_Problem_: Copy out the records below word for word, leaving out the pictures.

··········

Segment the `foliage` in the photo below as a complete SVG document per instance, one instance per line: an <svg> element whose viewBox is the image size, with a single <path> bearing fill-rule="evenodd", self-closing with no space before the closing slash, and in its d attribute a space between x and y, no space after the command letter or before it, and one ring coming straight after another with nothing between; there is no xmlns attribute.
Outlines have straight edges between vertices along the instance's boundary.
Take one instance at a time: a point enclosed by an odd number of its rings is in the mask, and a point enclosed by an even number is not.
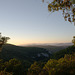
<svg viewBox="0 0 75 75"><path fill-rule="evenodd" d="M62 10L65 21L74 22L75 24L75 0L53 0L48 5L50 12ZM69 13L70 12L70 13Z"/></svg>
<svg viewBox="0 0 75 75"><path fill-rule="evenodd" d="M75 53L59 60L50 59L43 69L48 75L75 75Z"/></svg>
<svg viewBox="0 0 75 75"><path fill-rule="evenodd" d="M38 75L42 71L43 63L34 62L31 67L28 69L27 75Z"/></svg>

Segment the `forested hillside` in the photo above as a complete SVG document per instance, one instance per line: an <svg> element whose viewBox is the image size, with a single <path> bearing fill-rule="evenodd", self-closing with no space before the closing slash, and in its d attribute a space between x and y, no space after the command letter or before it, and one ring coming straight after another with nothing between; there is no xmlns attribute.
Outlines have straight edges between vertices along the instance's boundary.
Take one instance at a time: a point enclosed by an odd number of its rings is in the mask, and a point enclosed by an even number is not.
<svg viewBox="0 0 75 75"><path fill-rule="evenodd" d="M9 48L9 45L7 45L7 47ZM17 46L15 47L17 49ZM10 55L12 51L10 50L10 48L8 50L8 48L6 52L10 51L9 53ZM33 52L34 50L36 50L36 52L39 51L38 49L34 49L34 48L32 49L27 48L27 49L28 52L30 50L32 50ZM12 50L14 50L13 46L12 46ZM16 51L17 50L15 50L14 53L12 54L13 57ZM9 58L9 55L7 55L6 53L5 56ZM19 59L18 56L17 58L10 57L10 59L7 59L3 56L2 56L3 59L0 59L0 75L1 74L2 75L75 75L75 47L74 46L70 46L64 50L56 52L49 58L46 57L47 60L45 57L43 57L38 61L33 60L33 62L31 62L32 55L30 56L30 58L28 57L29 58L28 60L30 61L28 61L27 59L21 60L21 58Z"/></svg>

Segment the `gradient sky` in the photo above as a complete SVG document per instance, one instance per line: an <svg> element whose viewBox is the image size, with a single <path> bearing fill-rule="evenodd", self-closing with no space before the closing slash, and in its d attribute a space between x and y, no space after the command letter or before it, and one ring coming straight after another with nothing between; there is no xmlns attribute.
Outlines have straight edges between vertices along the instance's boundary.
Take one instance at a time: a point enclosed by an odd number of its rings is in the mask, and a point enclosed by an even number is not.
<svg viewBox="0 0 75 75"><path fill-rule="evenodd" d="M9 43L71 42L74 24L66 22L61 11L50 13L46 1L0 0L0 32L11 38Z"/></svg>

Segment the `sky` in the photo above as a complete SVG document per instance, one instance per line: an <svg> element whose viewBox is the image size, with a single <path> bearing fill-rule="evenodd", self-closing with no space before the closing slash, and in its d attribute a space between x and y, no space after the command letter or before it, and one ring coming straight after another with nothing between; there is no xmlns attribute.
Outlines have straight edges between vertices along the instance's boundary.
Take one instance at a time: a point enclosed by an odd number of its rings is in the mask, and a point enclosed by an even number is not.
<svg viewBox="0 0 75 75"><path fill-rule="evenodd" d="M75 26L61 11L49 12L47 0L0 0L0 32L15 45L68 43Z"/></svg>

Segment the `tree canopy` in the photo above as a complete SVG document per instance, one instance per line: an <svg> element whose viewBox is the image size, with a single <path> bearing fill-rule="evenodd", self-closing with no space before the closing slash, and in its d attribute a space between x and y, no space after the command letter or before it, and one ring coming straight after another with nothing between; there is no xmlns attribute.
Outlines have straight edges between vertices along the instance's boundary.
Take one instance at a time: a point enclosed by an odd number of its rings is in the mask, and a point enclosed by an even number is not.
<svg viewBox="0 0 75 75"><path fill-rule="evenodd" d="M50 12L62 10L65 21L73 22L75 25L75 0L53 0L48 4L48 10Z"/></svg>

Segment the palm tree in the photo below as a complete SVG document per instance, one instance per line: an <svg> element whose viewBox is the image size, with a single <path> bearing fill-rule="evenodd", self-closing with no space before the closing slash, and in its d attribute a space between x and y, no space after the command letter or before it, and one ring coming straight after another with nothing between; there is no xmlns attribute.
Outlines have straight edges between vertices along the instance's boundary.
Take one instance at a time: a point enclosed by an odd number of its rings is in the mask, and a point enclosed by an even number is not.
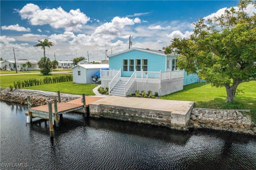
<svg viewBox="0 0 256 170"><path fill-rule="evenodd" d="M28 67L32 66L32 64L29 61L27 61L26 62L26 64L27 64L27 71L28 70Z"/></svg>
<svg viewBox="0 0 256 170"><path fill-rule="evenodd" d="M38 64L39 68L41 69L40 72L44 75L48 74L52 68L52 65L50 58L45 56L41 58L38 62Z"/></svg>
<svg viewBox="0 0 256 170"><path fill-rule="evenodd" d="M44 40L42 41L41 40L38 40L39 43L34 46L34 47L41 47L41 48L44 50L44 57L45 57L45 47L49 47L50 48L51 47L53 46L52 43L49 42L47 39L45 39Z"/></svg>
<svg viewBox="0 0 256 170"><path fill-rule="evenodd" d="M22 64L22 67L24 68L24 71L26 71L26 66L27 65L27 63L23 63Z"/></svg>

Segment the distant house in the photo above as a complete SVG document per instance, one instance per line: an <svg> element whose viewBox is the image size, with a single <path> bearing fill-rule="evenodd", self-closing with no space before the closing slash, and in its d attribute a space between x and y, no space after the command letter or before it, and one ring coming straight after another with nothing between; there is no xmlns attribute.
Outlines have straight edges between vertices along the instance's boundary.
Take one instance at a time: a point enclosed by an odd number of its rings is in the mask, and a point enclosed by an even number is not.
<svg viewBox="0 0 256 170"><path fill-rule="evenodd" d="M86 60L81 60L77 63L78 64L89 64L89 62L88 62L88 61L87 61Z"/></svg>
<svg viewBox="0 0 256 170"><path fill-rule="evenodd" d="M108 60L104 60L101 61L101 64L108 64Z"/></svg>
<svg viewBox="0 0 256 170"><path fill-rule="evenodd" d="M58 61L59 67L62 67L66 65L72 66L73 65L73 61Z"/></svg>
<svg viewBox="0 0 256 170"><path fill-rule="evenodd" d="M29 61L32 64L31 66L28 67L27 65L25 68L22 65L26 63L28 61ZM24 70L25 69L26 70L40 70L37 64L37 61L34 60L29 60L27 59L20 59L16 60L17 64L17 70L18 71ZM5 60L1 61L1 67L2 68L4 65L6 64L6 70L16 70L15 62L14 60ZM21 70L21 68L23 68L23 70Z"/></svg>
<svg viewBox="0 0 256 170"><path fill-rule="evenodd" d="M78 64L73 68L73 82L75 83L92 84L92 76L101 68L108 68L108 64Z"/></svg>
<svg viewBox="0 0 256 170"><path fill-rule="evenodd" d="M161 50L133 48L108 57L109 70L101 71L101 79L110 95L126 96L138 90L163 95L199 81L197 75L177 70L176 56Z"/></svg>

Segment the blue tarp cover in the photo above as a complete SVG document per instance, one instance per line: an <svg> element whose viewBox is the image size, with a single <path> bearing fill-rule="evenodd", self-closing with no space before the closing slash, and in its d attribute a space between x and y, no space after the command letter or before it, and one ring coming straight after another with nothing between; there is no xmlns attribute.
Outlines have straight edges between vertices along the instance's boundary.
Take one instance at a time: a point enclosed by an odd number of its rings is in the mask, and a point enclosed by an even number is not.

··········

_Right answer_:
Segment the `foliage` in the photo below as a complete SVG document per instance, one instance per line: an <svg> element whose viewBox is the image size, with a single <path> bearing fill-rule="evenodd", self-closing with no space before the closing slash, and in its d attribute a space between x and y, no space after the command letter or before it, and one ring coming straight after another with nothing between; there is no xmlns attribute.
Outlines have straight edges between vertices along the instance's boundary.
Take one instance at a time: a point enclosed by an odd number of its rings is in the mask, and a point enclosed by an even number is not.
<svg viewBox="0 0 75 75"><path fill-rule="evenodd" d="M62 10L65 21L74 22L75 24L75 0L53 0L48 5L50 12ZM69 13L70 12L70 13Z"/></svg>
<svg viewBox="0 0 75 75"><path fill-rule="evenodd" d="M75 53L59 60L50 59L43 69L48 75L75 75Z"/></svg>
<svg viewBox="0 0 75 75"><path fill-rule="evenodd" d="M38 75L42 71L43 63L34 62L31 67L28 69L27 75Z"/></svg>

Segment the `forested hillside` in the photo above as a complete SVG document per instance, one instance per line: an <svg> element whose viewBox is the image size, with a single <path> bearing fill-rule="evenodd", self-closing with no space before the closing slash, and in its d attribute a space between x and y, no space after the command letter or before it, and one ring coming straight after another with nothing between; there is no xmlns attribute.
Outlines have straight edges between vertices along the instance's boundary.
Take one instance at a time: a point enclosed by an odd number of its rings is in the mask, and a point enclosed by an even number is not.
<svg viewBox="0 0 75 75"><path fill-rule="evenodd" d="M9 48L9 45L7 45L7 47ZM17 46L15 47L17 49ZM10 55L12 51L10 50L10 48L8 50L8 48L6 52L10 51L9 53ZM33 52L34 50L36 50L36 52L39 51L38 49L34 49L34 48L32 49L27 48L27 49L28 52L30 50L32 50ZM12 50L14 50L13 46L12 46ZM16 51L17 50L15 50L14 53L12 54L13 57ZM9 58L9 55L7 55L6 53L5 56ZM19 59L18 56L17 58L10 57L10 59L7 59L3 56L2 56L3 59L0 59L0 75L1 74L2 75L75 75L75 47L74 46L70 46L64 50L56 52L49 58L46 57L47 60L45 57L43 57L38 61L33 60L33 62L31 62L32 55L30 56L30 58L28 57L29 58L28 60L30 61L28 61L27 59L21 60L21 58Z"/></svg>

Segment the `gradient sky` in the photo above as a complete SVG document per instance, one instance per line: an <svg> element whose viewBox is the image size, with a single <path> bearing fill-rule="evenodd", self-closing with no space before the closing slash, and in its d attribute a space between x and y, no space after the command letter or before it, and one ring coming straight after another with nothing between; there is no xmlns attribute.
Outlines have straight edges between vertices along the instance's boundary.
Take one instance at a time: a point enclosed by an odd number of its rings is in the mask, and a point enclosed by an even number is not.
<svg viewBox="0 0 75 75"><path fill-rule="evenodd" d="M9 43L71 42L74 24L66 22L61 11L50 13L46 1L0 0L0 32L11 38Z"/></svg>

Segment the `sky` in the photo above as a complete SVG document per instance, one instance per line: an <svg> element whose viewBox is the image size, with a single <path> bearing fill-rule="evenodd", self-closing with no space before the closing slash, and in its d attribute a space between x and y, no space after the command letter or before it, and one ring coming straight after another with nothing between; there is no xmlns attribute.
Outlines have straight edges between vertices along the instance's boundary.
Take one instance at a time: a point enclosed by an odd number of its rings is in the mask, and a point enclosed by an even number is not.
<svg viewBox="0 0 75 75"><path fill-rule="evenodd" d="M75 26L61 11L49 12L47 0L0 0L0 32L15 45L68 43Z"/></svg>

Segment the `tree canopy` in the photo above as a complete SVG document per instance, one instance per line: an <svg> element whose viewBox is the image size, with a single <path> bearing fill-rule="evenodd", self-closing with no space before the closing slash, and in its d attribute a space between x and y, no space after the command letter or before it, and one ring coming straight after another with nothing between; there is no xmlns attribute.
Outlines have straight edges between vertices along the instance's boundary.
Take one instance at a time: a point enclosed by an odd number of its rings is in the mask, and a point enclosed by an even number is not.
<svg viewBox="0 0 75 75"><path fill-rule="evenodd" d="M50 12L62 10L65 21L73 22L75 25L75 0L53 0L48 4L48 10Z"/></svg>

Segment the palm tree in the photo below as a complete SVG document per instance, one instance per line: an <svg> element whose viewBox is the image size, with a single <path> bearing fill-rule="evenodd", self-closing with no space before the closing slash, and in its d attribute a space between x and y, no space after the command letter or before it, and one ring coming straight after another with nothing between; there is no xmlns attribute.
Outlines have straight edges between vertices along the instance's boundary.
Take one instance at a time: a point enclosed by an odd number of its rings is in the mask, and a point enclosed by an even number is not.
<svg viewBox="0 0 256 170"><path fill-rule="evenodd" d="M28 67L32 66L32 64L29 61L27 61L26 62L26 64L27 64L27 71L28 70Z"/></svg>
<svg viewBox="0 0 256 170"><path fill-rule="evenodd" d="M38 64L39 68L41 69L40 72L44 75L48 74L52 68L52 65L50 58L45 56L41 58L38 62Z"/></svg>
<svg viewBox="0 0 256 170"><path fill-rule="evenodd" d="M44 40L42 41L41 40L38 40L39 43L34 46L34 47L41 47L41 48L44 50L44 57L45 57L45 47L49 47L50 48L51 47L53 46L52 43L49 42L47 39L45 39Z"/></svg>
<svg viewBox="0 0 256 170"><path fill-rule="evenodd" d="M22 64L22 67L24 68L24 71L26 71L26 66L27 65L27 63L23 63Z"/></svg>

Segment the distant house in the photo above as a complete SVG document per instance, one instance per line: an <svg> element whose viewBox is the image size, with a single <path> bearing fill-rule="evenodd", self-closing with no space before the closing slash, and in its d attribute a space between x and y, no space after the command letter or before it, and one ring coming straight after another with nothing between; there is no xmlns attribute.
Outlines have straight edges between vertices along the instance's boundary.
Take one instance at a time: a point enclosed by an odd number of its rings is in the mask, and a point enclosed by an even number is not.
<svg viewBox="0 0 256 170"><path fill-rule="evenodd" d="M86 60L81 60L77 63L78 64L89 64L89 62L88 62L88 61L87 61Z"/></svg>
<svg viewBox="0 0 256 170"><path fill-rule="evenodd" d="M108 60L104 60L101 61L101 64L108 64Z"/></svg>
<svg viewBox="0 0 256 170"><path fill-rule="evenodd" d="M58 61L59 67L62 67L66 65L72 66L73 65L73 61Z"/></svg>
<svg viewBox="0 0 256 170"><path fill-rule="evenodd" d="M29 61L32 64L31 66L28 67L27 65L25 68L22 65L26 63L28 61ZM24 70L25 69L26 70L40 70L37 64L37 61L34 60L29 60L27 59L20 59L16 60L17 64L17 70L18 71ZM5 60L1 61L1 67L2 68L4 65L6 64L6 70L16 70L15 62L14 60ZM21 70L21 68L23 68L23 70Z"/></svg>
<svg viewBox="0 0 256 170"><path fill-rule="evenodd" d="M78 64L73 68L73 82L75 83L92 84L92 76L101 68L108 68L108 64Z"/></svg>
<svg viewBox="0 0 256 170"><path fill-rule="evenodd" d="M161 50L133 48L108 57L109 70L101 71L101 79L110 95L126 96L138 90L163 95L199 81L197 75L177 70L176 56Z"/></svg>

Segment the blue tarp cover in the photo above as a complete SVG document per instance, one instance per line: an <svg> element whose viewBox is the image size, with a single <path> bearing fill-rule="evenodd", self-closing with no space before the closing slash, and in its d attribute a space between x and y, no space after the command letter or before it, and one ring coming straight after another with nothing between; there is no xmlns attribute.
Outlines have straight edges between vertices along the instance's boundary.
Take one instance at a time: a point enclosed by an odd number of its rings is in the mask, and a point enclosed by an even number is not.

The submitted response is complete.